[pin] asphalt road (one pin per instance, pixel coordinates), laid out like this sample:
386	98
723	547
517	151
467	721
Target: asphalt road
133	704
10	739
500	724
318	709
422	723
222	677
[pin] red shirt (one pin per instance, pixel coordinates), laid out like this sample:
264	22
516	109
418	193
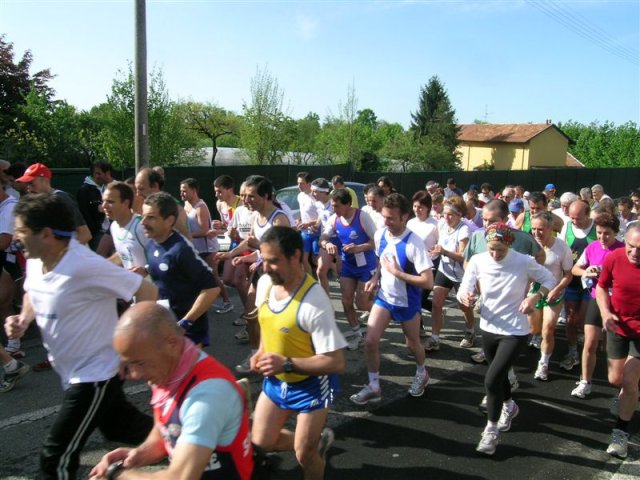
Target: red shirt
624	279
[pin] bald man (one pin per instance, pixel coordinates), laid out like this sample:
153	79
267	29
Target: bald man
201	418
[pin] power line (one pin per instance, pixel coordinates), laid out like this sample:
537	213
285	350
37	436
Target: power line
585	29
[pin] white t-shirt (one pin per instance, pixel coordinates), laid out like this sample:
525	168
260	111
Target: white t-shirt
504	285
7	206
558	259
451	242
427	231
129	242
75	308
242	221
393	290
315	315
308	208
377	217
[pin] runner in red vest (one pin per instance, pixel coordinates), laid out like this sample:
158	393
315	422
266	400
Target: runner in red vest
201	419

##############################

• _WORK TO COMPLETE_
Arrange every line of the entries above as a JSON list of strings, one string per line, with blank lines and picture lines left out.

• _RESULT_
[
  "[pin] asphalt road (one pin per instance, pixel coordinates), laid out like this sample:",
  "386\t98",
  "723\t547",
  "517\t151",
  "467\t721",
  "Target: asphalt road",
  "133\t704",
  "10\t739",
  "500\t724",
  "318\t709",
  "422\t723",
  "222\t677",
  "[pin] red shirt (one pin per instance, pixel coordinates), laid out like this sample:",
  "264\t22",
  "516\t109",
  "418\t193",
  "Target: red shirt",
  "624\t279",
  "[pin] bald man (one pin per instance, pixel coordinates), laid out like this sample:",
  "153\t79",
  "267\t29",
  "Target: bald man",
  "201\t418",
  "[pin] power line (one pin per instance, pixel coordinates), laid out like this sample:",
  "537\t213",
  "285\t350",
  "37\t436",
  "Target: power line",
  "585\t29",
  "[pin] white t-shirt (one pin per instance, pixel coordinates), laid out like this sample:",
  "525\t168",
  "260\t111",
  "Target: white t-shirt",
  "504\t285",
  "7\t206",
  "558\t259",
  "451\t242",
  "427\t231",
  "129\t242",
  "75\t308",
  "242\t221",
  "393\t290",
  "315\t315",
  "308\t208",
  "377\t217",
  "[pin] runner in red vest (one pin per instance, pixel coordinates), laid out like this sample:",
  "158\t393",
  "315\t422",
  "266\t400",
  "Target: runner in red vest",
  "201\t419"
]